======== Dataset entries ========
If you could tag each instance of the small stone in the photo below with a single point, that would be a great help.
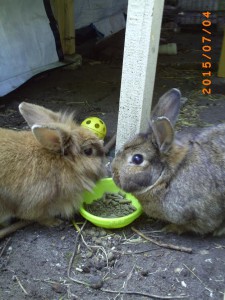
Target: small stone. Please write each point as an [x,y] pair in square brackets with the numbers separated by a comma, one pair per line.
[111,256]
[89,254]
[58,288]
[144,273]
[95,282]
[98,241]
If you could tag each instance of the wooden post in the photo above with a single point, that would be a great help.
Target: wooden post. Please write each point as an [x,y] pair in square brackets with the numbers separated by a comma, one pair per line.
[139,65]
[221,69]
[64,13]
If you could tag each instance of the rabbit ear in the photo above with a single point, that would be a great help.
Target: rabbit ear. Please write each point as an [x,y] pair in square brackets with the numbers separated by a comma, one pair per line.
[168,106]
[53,139]
[164,134]
[35,114]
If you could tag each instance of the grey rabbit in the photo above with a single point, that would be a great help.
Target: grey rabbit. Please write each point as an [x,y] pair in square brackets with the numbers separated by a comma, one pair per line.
[178,178]
[44,171]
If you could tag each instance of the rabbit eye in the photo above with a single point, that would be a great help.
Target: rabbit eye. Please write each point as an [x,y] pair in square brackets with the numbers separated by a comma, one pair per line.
[88,151]
[137,159]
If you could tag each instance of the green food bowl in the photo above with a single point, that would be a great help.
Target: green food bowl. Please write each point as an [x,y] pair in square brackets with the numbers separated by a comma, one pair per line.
[107,185]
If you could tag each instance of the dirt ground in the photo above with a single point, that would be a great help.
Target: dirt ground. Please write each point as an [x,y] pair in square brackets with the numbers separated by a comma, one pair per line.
========
Task description:
Copy all of the material above word for word and line by line, leaving out the pictures.

Finished exercise:
If you could tag each instance of the small stone in the photo below with a single point, that would be a great help.
Target: small stone. Please write each point as an [x,y] pair in square brackets with the numbers separated by a comma, one pair per line.
[111,256]
[89,254]
[58,288]
[144,273]
[95,282]
[98,241]
If you could tag each instance of the wooden post in the photo above with a single point, that would be a great help.
Target: wooden post. Please write each point as an [x,y] pair in square brackets with the numbers separated by a comma, one pair per line.
[139,65]
[221,69]
[64,13]
If you could tag each instance of the rabbit ear in the photo above with a single point, that would be a great help.
Target: rabbit ear. Please write each point as an [x,y] pair in square brackets with the numbers separated by a comma, one pair per line.
[168,106]
[53,139]
[164,134]
[35,114]
If you could tag each instance of the grey rabbit in the photo above with a single point, that would be a great help.
Target: grey rabbit. Please write each point as an [x,y] pair in square brackets with the numbers separated by a comma, one pair per line.
[178,178]
[44,171]
If you could tag each instance of the rabbit eye in the photo above with a single point, that would be a great help.
Target: rabbit eye. Please write each point as an [x,y] pair in square brackets with the numbers separated by a comma, one pair per line.
[88,151]
[137,159]
If you could tag each instance of the green food bowl in the photo above with a single point, that would be a great help.
Target: green food bowl. Please write each point as an [x,y] pair in square brackets with the numbers separated by a comma, one pair per line.
[107,185]
If you could tag each instance of the dirt ground in the photo above with a single point, that would be a great help.
Target: dirt ground. Please write each point as an [x,y] pair in square brackets with the numbers separated by a comma, one pair per line.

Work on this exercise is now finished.